- Theatrical release poster
- Directed by: M. Rajesh
- Written by: M. Rajesh
- Produced by: K. S. Sreenivasan
- Starring: Arya Nayanthara Santhanam
- Cinematography: Sakthi Saravanan
- Edited by: Vivek Harshan
- Music by: Yuvan Shankar Raja
- Production company: Vasan Visual Ventures
- Distributed by: Red Giant Movies The Show People Ayngaran International
- Release date: 10 September 2010;
- Running time: 161 minutes
- Country: India
- Language: Tamil

= Boss Engira Bhaskaran =

Boss Engira Bhaskaran is a 2010 Indian Tamil-language romantic comedy film written and directed by M. Rajesh. The film stars Arya, Nayanthara and Santhanam, with Subbu Panchu, Chitra Lakshmanan, Rajendran, Ashvin Raja, Vijayalakshmi and Lakshmy Ramakrishnan in supporting roles. It revolves around an unemployed man who lives an easygoing life, neglecting his career and future. When he meets a woman with whom he falls in love, he decides to change his lifestyle, to marry her eventually.

Boss Engira Bhaskaran was produced by K. S. Sreenivasan and features music scored by Yuvan Shankar Raja, editing handled by Vivek Harshan and cinematography by Sakthi Saravanan. The film, shot between December 2009 and August 2010, was released on 10 September 2010 and became commercially successful. It was remade in Kannada as Parijatha (2011).

== Plot ==
Bhaskaran "Boss" is a happy-go-lucky youth in Kumbakonam who is yet to complete his B. A. Degree, writing arrear examinations for years. His only friend, Nallathambi, owns a saloon which he received as a dowry for marrying a woman who was two months pregnant. Boss, during an arrear examination, happens to meet Chandrika, a lecturer and instantly gets attracted to her, though she disapproves of him because he attempted to copy during an examination she was invigilating.

#### [Problems and tasks]
1 > How long is the running time of the film in the film article?
2 > Write out the stretch of the film article from "Boss Engira Bhaskaran was" through "she was invigilating.", substituting "supplementary" for "arrear".
Work only from the film article.

#### [Supplied material]
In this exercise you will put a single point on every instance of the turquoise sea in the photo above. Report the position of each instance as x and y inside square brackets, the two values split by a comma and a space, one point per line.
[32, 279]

#### [Answers per task]
1 > 161 minutes

2 >
Boss Engira Bhaskaran was produced by K. S. Sreenivasan and features music scored by Yuvan Shankar Raja, editing handled by Vivek Harshan and cinematography by Sakthi Saravanan. The film, shot between December 2009 and August 2010, was released on 10 September 2010 and became commercially successful. It was remade in Kannada as Parijatha (2011).

== Plot ==
Bhaskaran "Boss" is a happy-go-lucky youth in Kumbakonam who is yet to complete his B. A. Degree, writing supplementary examinations for years. His only friend, Nallathambi, owns a saloon which he received as a dowry for marrying a woman who was two months pregnant. Boss, during an supplementary examination, happens to meet Chandrika, a lecturer and instantly gets attracted to her, though she disapproves of him because he attempted to copy during an examination she was invigilating.